• **PROBLEM DESCRIPTION**
From the line containing "Target: chair leg" down to the last line of the records below, give every line again without any change.

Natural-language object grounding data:
Segment Open

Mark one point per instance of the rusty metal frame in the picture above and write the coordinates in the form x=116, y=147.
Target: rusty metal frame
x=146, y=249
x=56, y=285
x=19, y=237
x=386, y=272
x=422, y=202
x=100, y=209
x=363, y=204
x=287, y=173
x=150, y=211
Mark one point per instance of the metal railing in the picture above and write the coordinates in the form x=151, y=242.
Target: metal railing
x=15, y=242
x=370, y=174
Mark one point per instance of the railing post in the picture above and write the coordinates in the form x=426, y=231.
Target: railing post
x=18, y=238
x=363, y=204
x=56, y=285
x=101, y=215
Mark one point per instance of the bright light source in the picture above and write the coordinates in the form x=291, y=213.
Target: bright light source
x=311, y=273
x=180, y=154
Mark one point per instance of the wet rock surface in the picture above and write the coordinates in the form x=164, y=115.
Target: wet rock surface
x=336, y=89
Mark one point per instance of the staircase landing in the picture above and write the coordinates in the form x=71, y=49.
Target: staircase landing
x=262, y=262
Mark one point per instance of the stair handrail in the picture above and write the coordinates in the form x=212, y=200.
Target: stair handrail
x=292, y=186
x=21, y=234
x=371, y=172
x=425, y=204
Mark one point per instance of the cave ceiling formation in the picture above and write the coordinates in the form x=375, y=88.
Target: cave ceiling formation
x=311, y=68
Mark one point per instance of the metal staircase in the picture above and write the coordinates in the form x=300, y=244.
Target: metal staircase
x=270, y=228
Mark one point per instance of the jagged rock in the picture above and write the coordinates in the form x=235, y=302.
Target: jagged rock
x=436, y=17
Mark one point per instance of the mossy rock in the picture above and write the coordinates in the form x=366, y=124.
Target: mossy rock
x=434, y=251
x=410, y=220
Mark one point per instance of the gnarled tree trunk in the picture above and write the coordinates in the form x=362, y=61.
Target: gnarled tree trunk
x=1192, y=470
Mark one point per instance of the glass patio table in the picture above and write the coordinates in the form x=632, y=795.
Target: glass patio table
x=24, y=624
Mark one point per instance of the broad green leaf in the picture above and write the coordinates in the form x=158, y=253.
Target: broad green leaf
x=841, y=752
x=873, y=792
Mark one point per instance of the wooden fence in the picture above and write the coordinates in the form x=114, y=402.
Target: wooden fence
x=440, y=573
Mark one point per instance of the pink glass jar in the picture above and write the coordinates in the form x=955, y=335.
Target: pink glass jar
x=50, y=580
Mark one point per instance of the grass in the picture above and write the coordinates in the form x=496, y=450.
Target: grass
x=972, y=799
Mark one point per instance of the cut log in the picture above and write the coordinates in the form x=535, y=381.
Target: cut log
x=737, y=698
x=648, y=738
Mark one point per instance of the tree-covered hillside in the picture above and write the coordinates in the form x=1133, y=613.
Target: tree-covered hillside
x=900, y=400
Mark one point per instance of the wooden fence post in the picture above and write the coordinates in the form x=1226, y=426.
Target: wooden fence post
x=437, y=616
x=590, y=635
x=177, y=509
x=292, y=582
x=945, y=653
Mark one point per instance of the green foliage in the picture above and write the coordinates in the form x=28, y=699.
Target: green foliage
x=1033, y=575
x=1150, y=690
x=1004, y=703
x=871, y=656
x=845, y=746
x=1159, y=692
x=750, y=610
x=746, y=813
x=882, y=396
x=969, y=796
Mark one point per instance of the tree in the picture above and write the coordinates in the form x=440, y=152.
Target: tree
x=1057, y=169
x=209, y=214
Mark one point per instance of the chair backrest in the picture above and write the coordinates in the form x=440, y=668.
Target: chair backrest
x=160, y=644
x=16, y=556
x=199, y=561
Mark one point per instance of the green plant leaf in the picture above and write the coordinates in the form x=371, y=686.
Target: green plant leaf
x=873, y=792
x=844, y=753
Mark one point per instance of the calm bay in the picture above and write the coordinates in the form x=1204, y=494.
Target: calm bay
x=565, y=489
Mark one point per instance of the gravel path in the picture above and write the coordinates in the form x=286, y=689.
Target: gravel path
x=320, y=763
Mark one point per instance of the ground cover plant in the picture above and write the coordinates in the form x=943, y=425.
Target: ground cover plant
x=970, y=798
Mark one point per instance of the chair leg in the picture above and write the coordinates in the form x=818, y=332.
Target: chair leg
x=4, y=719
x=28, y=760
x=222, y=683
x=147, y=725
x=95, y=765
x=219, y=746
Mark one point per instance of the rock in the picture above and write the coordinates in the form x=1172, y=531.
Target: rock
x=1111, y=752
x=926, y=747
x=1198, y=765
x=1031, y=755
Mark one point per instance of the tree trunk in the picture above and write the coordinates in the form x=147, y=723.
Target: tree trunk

Segment Closed

• **ANSWER BELOW**
Target: chair leg
x=4, y=719
x=28, y=760
x=222, y=683
x=147, y=725
x=95, y=765
x=219, y=746
Mark one point per instance of the rock in the picture above and write the coordinates in the form x=1172, y=531.
Target: rock
x=1111, y=752
x=926, y=747
x=1198, y=765
x=1031, y=755
Mark one point per instance of the tree trunk in the picture above and write the coordinates in the form x=147, y=723.
Target: tree trunk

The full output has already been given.